(Work to do): Write out, please, the line containing "Mark every instance of the green grass in" together with all lines after it, up to and including the last one, with no other output.
┌─ Data in this exercise
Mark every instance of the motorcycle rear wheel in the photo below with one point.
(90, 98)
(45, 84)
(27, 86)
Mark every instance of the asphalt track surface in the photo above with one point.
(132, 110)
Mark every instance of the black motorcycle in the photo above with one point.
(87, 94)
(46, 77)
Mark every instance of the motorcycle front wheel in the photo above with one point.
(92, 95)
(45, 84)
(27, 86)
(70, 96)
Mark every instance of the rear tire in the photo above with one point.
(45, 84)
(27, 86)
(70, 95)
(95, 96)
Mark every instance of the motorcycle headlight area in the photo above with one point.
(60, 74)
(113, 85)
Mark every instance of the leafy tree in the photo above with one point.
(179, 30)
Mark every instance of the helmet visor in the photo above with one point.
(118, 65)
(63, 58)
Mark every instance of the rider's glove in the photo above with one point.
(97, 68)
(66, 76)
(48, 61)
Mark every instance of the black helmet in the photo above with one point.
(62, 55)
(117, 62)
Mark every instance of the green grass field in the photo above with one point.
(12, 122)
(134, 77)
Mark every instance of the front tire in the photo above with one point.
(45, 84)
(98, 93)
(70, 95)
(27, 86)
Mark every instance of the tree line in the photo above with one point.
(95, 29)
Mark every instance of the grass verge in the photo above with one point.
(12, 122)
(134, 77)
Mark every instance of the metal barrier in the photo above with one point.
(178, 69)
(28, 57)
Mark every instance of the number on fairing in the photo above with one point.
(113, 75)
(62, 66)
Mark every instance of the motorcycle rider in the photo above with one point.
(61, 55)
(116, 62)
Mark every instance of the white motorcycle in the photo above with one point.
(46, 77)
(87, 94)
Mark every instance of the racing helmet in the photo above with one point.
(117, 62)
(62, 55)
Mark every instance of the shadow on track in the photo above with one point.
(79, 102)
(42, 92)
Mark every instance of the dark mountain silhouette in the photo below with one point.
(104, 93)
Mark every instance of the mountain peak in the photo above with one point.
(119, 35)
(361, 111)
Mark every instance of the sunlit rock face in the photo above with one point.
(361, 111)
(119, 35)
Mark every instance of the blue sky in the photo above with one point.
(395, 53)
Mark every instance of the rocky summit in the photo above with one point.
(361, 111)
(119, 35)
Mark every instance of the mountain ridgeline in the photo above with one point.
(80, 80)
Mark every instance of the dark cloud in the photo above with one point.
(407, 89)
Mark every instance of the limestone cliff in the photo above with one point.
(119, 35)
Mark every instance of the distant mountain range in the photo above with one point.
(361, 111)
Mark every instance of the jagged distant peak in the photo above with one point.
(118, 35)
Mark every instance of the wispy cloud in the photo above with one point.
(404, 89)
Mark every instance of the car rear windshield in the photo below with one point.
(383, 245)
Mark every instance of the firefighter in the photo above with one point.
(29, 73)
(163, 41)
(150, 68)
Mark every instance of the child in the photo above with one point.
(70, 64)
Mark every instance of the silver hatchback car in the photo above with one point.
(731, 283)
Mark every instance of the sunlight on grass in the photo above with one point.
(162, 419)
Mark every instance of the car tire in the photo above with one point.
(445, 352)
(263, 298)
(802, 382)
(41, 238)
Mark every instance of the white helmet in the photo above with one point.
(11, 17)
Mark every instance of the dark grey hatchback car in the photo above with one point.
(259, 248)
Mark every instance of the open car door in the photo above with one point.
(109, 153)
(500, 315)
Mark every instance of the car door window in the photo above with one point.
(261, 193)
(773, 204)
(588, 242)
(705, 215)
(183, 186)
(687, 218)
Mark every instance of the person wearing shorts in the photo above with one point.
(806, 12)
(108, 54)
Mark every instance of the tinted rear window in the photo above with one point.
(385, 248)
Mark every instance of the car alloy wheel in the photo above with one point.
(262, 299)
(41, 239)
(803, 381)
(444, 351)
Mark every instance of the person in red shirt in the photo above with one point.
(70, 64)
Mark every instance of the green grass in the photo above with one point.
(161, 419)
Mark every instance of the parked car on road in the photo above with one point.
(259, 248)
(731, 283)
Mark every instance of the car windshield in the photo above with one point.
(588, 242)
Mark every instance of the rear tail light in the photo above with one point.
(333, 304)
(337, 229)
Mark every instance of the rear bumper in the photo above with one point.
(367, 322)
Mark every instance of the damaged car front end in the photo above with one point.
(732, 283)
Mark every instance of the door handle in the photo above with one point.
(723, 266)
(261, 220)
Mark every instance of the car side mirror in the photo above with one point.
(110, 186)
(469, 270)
└─
(Response):
Mark every instance of the green grass in the photo above with one point.
(161, 419)
Mark every instance of the parked car on road in the photo above with one point.
(259, 248)
(731, 283)
Mark every instance of the car windshield in the photo above with one point.
(588, 242)
Mark every instance of the rear tail light in the photo above with one point.
(333, 304)
(337, 229)
Mark every instance of the rear bumper in the photo above with one point.
(367, 322)
Mark every instance of the damaged car front end in the photo above with one point.
(732, 283)
Mark every instance of the door handle in the photo above with one point.
(723, 266)
(261, 220)
Mark every instance of the car side mirror in the photo above with one point.
(110, 186)
(469, 270)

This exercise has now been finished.